Objectif 1
Comptez les lignes de la liste où figure la chaîne "folded". Indiquez seulement le nombre.

Extrait du document

Il faut ajouter, d’ailleurs, que ce « Livre blanc, » aussitôt traduit en français à Bruxelles, a déjà reçu une réponse de l’Etat indépendant, s’attachant à réfuter les allégations des consuls anglais et constatant que ceux-ci se gardent d’établir aucune comparaison entre le Congo belge et les colonies voisines.

Pour la neuvième fois depuis cinq ans, la question congolaise revint devant le Parlement britannique, à la fin de février dernier : les orateurs furent unanimes à déclarer que la situation était intolérable et qu’il fallait en finir, « car, depuis trop longtemps, le souverain du Congo berne les puissances européennes et les empêche d’arriver à une solution. »

Contours de zones étiquetées
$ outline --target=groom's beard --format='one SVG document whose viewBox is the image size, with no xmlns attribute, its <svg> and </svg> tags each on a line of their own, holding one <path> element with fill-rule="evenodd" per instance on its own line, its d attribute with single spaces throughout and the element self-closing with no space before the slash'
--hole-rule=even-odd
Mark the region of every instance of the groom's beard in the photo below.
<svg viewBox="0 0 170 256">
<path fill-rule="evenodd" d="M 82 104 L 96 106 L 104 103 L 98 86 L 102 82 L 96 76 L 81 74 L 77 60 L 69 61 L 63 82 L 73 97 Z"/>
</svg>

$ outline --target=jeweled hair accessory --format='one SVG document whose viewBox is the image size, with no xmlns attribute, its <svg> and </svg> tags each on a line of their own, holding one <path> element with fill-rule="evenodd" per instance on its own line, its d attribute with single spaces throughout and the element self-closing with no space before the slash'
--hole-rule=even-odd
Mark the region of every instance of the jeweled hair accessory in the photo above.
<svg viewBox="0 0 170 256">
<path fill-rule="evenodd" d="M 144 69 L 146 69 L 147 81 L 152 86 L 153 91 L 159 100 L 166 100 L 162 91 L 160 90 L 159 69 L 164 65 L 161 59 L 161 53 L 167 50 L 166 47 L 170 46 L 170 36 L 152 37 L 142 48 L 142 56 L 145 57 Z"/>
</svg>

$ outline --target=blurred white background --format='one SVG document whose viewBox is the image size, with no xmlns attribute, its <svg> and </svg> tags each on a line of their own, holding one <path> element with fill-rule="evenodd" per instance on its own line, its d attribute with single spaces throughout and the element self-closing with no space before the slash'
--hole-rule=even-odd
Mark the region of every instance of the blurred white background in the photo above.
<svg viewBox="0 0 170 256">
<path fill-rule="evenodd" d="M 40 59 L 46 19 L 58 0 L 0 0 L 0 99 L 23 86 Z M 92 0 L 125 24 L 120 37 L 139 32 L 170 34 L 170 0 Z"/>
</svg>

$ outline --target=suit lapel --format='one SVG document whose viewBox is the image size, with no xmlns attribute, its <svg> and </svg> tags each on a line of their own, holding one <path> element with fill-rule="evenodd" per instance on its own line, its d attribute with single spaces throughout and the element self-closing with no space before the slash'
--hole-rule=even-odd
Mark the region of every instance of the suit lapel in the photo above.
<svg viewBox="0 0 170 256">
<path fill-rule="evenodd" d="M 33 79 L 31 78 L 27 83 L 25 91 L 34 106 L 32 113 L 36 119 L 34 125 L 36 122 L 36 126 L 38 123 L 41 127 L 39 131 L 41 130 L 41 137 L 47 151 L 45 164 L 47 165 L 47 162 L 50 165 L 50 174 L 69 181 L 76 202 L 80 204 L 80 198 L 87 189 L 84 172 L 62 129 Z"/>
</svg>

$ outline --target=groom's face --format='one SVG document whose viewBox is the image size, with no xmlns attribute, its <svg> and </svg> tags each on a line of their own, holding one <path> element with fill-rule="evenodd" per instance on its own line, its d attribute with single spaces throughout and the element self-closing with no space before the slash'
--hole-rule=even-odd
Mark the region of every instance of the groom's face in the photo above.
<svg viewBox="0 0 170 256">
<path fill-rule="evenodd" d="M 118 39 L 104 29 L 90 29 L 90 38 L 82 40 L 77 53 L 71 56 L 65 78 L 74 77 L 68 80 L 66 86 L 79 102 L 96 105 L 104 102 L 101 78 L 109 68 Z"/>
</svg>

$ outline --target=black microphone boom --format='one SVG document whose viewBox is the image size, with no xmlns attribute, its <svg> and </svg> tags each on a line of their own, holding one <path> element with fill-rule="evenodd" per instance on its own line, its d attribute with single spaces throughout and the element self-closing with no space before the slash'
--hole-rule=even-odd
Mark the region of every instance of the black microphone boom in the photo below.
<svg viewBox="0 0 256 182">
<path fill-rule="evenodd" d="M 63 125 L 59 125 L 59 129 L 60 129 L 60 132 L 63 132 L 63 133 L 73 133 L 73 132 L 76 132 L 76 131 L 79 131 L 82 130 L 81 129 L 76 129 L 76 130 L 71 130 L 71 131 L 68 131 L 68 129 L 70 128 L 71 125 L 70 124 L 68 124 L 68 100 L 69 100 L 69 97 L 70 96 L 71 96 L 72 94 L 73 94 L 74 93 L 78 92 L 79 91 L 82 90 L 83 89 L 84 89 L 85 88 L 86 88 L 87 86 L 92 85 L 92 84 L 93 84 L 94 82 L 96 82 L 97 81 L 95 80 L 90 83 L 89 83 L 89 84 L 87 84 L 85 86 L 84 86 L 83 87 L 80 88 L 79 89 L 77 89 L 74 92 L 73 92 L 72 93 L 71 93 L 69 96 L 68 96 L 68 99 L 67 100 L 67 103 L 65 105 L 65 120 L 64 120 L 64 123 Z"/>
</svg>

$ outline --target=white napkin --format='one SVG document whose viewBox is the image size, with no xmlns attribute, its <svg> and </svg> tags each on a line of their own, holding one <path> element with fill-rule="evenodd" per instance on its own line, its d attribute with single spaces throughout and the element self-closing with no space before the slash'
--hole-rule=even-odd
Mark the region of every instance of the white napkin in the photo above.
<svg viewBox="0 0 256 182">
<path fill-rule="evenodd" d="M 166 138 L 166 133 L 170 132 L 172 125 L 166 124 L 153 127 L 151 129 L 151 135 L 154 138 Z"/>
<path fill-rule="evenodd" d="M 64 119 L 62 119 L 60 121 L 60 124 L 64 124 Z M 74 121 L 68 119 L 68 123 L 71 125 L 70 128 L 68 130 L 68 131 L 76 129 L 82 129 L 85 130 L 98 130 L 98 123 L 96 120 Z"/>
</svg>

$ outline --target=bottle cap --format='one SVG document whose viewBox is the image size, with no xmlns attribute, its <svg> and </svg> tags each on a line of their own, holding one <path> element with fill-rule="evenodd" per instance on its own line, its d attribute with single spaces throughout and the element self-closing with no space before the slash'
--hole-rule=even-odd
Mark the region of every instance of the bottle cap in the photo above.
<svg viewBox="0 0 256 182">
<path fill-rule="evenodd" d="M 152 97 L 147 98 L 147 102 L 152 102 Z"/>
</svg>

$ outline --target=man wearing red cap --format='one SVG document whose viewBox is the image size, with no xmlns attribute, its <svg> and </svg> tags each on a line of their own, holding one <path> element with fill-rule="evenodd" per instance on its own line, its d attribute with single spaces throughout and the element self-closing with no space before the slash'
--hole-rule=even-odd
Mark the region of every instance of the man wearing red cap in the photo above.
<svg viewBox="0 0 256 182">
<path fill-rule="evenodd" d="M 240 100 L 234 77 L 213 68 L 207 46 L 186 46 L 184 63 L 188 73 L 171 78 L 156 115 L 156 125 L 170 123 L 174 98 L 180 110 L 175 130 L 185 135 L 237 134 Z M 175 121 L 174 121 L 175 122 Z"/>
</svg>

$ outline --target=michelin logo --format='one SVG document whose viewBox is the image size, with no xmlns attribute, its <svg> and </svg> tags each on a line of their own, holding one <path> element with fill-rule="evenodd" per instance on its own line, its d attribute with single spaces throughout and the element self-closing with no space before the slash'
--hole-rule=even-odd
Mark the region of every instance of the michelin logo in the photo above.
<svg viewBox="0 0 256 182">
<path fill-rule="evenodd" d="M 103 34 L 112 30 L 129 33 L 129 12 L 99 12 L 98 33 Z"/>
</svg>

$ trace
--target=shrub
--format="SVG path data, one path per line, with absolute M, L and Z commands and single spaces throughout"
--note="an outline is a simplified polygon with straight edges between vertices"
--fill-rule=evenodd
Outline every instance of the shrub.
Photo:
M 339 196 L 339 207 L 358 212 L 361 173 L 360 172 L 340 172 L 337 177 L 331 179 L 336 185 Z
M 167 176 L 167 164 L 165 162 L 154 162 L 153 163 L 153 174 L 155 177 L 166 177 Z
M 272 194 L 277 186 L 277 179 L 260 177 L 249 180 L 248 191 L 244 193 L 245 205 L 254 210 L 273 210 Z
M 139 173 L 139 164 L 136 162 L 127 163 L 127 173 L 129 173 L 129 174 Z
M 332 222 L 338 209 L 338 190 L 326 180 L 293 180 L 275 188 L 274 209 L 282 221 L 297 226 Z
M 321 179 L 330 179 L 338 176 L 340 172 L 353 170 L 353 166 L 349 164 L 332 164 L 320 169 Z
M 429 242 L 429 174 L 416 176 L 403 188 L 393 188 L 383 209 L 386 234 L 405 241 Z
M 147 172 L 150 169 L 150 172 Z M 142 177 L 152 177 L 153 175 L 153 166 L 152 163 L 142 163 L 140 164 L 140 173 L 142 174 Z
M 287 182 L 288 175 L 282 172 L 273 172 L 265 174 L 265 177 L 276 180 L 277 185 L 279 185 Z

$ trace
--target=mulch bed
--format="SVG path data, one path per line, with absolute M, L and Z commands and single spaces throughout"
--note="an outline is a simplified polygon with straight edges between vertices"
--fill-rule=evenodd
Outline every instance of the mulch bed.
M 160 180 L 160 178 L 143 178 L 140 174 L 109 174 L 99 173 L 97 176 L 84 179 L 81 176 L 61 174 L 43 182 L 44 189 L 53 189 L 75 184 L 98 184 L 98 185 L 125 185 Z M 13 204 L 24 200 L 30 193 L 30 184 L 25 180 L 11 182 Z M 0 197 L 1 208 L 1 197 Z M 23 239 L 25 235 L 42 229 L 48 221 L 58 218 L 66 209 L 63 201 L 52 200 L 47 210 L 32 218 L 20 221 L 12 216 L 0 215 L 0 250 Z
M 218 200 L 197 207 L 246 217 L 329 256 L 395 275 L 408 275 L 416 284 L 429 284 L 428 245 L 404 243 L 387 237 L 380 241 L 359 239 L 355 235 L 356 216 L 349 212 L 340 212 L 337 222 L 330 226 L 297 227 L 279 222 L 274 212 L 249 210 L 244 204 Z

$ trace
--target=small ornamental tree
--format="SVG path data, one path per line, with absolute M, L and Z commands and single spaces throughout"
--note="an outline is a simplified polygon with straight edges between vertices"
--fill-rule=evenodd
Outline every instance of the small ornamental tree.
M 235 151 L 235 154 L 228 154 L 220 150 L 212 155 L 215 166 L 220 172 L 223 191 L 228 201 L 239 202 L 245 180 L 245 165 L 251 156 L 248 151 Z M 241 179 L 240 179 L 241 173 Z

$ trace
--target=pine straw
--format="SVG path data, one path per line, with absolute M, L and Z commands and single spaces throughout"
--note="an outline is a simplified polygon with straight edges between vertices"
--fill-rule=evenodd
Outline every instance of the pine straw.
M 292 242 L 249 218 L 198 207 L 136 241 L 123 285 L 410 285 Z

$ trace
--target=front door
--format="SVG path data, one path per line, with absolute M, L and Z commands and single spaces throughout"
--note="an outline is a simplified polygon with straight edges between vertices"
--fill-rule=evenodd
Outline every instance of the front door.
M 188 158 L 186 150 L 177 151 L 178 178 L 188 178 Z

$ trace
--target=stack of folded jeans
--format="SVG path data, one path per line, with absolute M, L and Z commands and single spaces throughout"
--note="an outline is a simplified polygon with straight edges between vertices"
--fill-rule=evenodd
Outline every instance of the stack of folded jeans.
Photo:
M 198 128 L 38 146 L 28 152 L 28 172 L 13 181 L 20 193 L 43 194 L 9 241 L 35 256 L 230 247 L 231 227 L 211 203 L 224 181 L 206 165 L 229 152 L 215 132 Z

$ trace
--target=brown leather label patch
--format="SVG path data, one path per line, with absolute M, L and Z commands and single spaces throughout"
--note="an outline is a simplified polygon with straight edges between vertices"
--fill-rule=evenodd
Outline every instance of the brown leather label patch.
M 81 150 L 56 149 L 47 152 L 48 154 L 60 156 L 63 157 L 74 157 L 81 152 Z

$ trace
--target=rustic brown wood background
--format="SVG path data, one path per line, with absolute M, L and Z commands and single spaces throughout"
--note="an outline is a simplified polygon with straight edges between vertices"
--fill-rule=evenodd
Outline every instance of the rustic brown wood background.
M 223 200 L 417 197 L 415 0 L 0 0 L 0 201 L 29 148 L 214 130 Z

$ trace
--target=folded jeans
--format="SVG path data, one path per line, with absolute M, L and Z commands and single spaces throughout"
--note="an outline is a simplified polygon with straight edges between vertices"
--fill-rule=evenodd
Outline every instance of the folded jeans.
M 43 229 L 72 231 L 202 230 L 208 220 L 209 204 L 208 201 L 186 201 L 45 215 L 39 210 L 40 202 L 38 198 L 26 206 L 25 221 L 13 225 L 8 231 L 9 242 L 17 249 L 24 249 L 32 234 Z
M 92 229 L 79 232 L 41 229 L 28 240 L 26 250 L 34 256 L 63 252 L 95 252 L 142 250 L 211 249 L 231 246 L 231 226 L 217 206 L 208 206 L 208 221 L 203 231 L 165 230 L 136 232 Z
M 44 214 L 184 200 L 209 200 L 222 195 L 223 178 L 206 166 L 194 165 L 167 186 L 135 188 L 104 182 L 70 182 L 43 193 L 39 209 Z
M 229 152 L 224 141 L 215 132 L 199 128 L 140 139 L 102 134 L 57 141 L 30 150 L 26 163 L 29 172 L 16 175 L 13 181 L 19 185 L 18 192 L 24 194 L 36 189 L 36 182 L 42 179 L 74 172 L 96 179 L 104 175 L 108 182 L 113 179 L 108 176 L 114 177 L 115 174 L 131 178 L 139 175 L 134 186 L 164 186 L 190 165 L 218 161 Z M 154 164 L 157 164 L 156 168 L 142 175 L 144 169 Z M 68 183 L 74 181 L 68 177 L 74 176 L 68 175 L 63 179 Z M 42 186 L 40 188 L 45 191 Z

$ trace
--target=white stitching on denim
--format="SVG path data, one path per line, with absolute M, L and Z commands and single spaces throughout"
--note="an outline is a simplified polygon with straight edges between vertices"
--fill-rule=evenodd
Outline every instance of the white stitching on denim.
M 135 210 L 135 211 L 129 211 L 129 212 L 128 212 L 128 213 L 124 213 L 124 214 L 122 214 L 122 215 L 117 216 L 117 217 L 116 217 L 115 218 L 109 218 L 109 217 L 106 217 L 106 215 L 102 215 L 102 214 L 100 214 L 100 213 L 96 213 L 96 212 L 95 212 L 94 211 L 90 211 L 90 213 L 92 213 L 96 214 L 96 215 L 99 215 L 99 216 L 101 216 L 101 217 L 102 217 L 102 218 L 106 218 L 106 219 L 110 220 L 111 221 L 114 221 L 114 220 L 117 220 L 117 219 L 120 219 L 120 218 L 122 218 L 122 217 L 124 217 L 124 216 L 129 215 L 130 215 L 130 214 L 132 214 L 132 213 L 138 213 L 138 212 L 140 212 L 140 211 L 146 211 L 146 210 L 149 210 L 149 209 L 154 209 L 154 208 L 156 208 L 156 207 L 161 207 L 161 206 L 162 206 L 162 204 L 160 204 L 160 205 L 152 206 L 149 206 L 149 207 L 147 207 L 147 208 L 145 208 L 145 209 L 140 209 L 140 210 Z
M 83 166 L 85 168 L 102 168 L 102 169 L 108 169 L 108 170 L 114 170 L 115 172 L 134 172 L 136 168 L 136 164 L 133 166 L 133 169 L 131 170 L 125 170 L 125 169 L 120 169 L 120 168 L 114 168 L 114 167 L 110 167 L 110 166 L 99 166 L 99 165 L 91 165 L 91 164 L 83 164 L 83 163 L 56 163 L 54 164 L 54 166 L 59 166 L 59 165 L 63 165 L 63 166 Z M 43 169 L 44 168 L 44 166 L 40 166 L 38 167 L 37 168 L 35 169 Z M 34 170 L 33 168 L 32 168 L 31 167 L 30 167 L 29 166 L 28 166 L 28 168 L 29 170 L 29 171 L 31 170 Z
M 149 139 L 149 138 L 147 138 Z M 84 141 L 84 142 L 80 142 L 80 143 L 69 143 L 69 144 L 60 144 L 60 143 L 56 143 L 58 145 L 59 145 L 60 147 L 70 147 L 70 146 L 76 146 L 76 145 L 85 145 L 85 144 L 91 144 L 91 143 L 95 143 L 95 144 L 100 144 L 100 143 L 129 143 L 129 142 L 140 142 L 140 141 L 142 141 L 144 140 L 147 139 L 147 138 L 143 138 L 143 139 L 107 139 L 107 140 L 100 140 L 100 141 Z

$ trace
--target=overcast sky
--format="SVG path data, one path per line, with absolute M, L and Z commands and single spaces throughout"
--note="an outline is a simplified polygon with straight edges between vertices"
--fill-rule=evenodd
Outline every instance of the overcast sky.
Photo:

Objectif 2
Traduisez en anglais la phrase suivante, tirée de l'extrait sur la question congolaise : "Il faut ajouter, d'ailleurs, que ce « Livre blanc, » aussitôt traduit en français à Bruxelles, a déjà reçu une réponse de l'Etat indépendant, s'attachant à réfuter les allégations des consuls anglais et constatant que ceux-ci se gardent d'établir aucune comparaison entre le Congo belge et les colonies voisines."

Réponse complète 1
4

Réponse complète 2
It must be added, moreover, that this "White Paper," promptly translated into French in Brussels, has already received a reply from the Independent State, which sets out to refute the allegations of the English consuls and points out that they are careful to draw no comparison whatsoever between the Belgian Congo and the neighboring colonies.